:: PAGE EXTRACT ::
======

The Grand Unfreezing

This is the moment. You’ve trained your classifier head to convergence on the frozen features. The validation loss has plateaued. It’s time. You’ll loop through your model’s layers and set .trainable = True. But here’s the first designer quirk you need to know: in Keras, simply setting trainable = True isn’t enough to immediately affect training. You have to recompile the model for the change to take effect. It’s a bit of a gotcha, and it’s because the trainable status is baked into the model’s graph at compile time.

# Assuming you have your already-trained model from the frozen phase
print(f"Layers are frozen: {all(not layer.trainable for layer in base_model.layers)}")
# This will print "True"

# Unfreeze the base model! Let the chaos... begin carefully.
base_model.trainable = True

# CRITICAL STEP: You MUST recompile the model for the unfreezing to take effect.
# Notice the learning rate is now an order of magnitude lower (1e-5 vs 1e-4).
model.compile(optimizer=keras.optimizers.Adam(learning_rate=1e-5),
              loss='binary_crossentropy',
              metrics=['accuracy'])

print(f"Layers are frozen: {all(not layer.trainable for layer in base_model.layers)}")
# This will now print "False"

Why the Drastically Lower Learning Rate?

This is the most important concept to grasp. When we were training only the head, we used a relatively healthy learning rate (e.g., 1e-4) because we were training from scratch on a small, randomly initialized set of weights. It was a blank slate.

Now, we’re dealing with pre-trained weights that are already very good. They’re in a nice, deep, wide valley of the loss landscape. If we use a large learning rate, it’s like giving a sculptor a jackhammer to put the finishing touches on a statue. You’ll instantly blow those finely-tuned weights right out of that valley and into some chaotic, high-loss nightmare. This phenomenon is called catastrophic forgetting—the model forgets everything it originally knew in its desperate attempt to learn your new task.

A lower learning rate (I typically start with 10x lower than the one used for the head, so 1e-5 if the head was at 1e-4) allows for gentle, precise nudges. We’re not trying to relearn the concept of an edge; we’re just trying to adjust it slightly to be more sensitive to the particular edges in your dataset.

Selective Unfreezing: A More Conservative Approach

Unfreezing the entire base model is often overkill. The earliest layers have those very general features (edges, blobs) that probably don’t need much adjustment. The later layers have more complex, task-specific features that absolutely do. A common and highly effective strategy is to only unfreeze a portion of the model.

# Let's say our base_model has 100 layers. We want to unfreeze the last 20.
# Set all layers to non-trainable first
base_model.trainable = True
for layer in base_model.layers[:-20]:
    layer.trainable = False

# Always remember to recompile after changing trainability!
model.compile(optimizer=keras.optimizers.Adam(learning_rate=1e-5),
              loss='binary_crossentropy',
              metrics=['accuracy'])

======

:: DATA LISTING ::
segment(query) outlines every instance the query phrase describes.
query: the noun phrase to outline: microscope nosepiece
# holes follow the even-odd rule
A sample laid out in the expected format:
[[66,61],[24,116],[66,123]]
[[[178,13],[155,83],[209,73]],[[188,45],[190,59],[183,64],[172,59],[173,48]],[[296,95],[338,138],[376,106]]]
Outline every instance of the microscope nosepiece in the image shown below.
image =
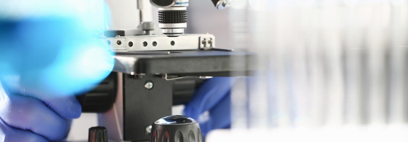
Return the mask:
[[176,0],[171,7],[159,8],[159,27],[170,37],[176,37],[184,33],[187,27],[188,0]]

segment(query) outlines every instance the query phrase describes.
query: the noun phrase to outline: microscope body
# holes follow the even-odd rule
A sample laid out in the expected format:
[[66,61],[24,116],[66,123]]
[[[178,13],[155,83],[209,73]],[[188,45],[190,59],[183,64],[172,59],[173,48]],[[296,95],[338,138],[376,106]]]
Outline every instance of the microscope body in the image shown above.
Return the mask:
[[[113,27],[98,38],[116,53],[113,72],[78,97],[83,112],[98,113],[99,125],[107,129],[114,141],[149,141],[152,123],[171,115],[173,105],[188,102],[205,79],[251,76],[256,68],[254,53],[216,48],[215,37],[210,34],[184,34],[188,0],[148,0],[134,3],[139,14],[134,29],[113,21]],[[212,1],[219,9],[231,2]],[[111,8],[118,14],[112,14],[113,20],[123,16],[115,11],[123,4],[116,4]],[[158,7],[161,30],[155,29],[149,17],[152,5]]]

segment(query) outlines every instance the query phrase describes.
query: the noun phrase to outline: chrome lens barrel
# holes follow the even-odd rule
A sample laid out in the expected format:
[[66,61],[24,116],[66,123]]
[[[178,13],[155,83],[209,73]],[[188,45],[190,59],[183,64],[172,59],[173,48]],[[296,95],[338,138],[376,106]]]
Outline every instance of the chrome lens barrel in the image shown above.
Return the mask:
[[177,0],[168,8],[159,8],[159,27],[168,37],[175,37],[184,33],[187,27],[188,0]]

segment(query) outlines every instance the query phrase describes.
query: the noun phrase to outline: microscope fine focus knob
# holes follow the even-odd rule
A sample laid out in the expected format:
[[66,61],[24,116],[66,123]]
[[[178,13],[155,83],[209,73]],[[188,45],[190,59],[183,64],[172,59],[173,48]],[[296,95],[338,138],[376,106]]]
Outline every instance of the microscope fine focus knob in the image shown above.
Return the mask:
[[153,123],[150,142],[202,142],[198,122],[183,115],[171,115]]
[[108,142],[108,132],[106,128],[97,126],[89,128],[88,142]]

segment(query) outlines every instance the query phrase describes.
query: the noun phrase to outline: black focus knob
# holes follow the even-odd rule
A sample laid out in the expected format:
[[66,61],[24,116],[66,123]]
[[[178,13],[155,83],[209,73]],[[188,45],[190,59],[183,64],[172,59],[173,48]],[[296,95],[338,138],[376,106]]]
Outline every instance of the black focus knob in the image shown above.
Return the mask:
[[104,127],[91,127],[88,134],[88,142],[108,142],[108,131]]
[[183,115],[171,115],[153,123],[150,142],[202,142],[198,122]]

======

Pick up the text on unfreezing layers in Keras right after its last line and keep it going. The lines play no part in this.

:: RESULT ::
# Let's see what we did
for i, layer in enumerate(base_model.layers):
    print(f"Layer {i}: {layer.name} - Trainable: {layer.trainable}")

This approach is less computationally expensive and reduces the risk of overfitting, as you’re updating far fewer parameters.

Training, Monitoring, and the Art of Early Stopping

Your training loop now needs even more careful supervision. You must use validation loss to monitor progress.

What you want to see: Validation loss continues to decrease gently, or at least stays stable, while training loss decreases. This is the model successfully specializing.
What you don’t want to see: Training loss decreases but validation loss starts to skyrocket. This is the tell-tale sign of catastrophic forgetting or severe overfitting. The model is losing its general knowledge to memorize your specific data.

This is why early stopping is your best friend here. Set it to monitor validation loss with a patience of just 1 or 2 epochs. The moment it detects a sustained increase, it stops training and reverts to the best weights. It’s your emergency brake.

from tensorflow.keras.callbacks import EarlyStopping

fine_tune_epochs = 20
# We start from the epoch we finished the head training. Let's say it was epoch 10.
initial_epoch = 10

# Patience of 2 means it will stop after 2 epochs of no improvement.
early_stop = EarlyStopping(monitor='val_loss', patience=2, restore_best_weights=True)

history_fine = model.fit(
    train_dataset,
    epochs=initial_epoch + fine_tune_epochs,
    initial_epoch=initial_epoch,
    validation_data=validation_dataset,
    callbacks=[early_stop] # This is non-negotiable.
)

The entire process is a dance. You’re balancing the vast, pre-trained knowledge in the base model with the specific requirements of your new task. It requires a light touch (low LR), careful observation (monitoring validation loss), and a quick trigger finger (early stopping). Get it right, and you’ll end up with a model that feels like it was built just for you, because, well, it finally was.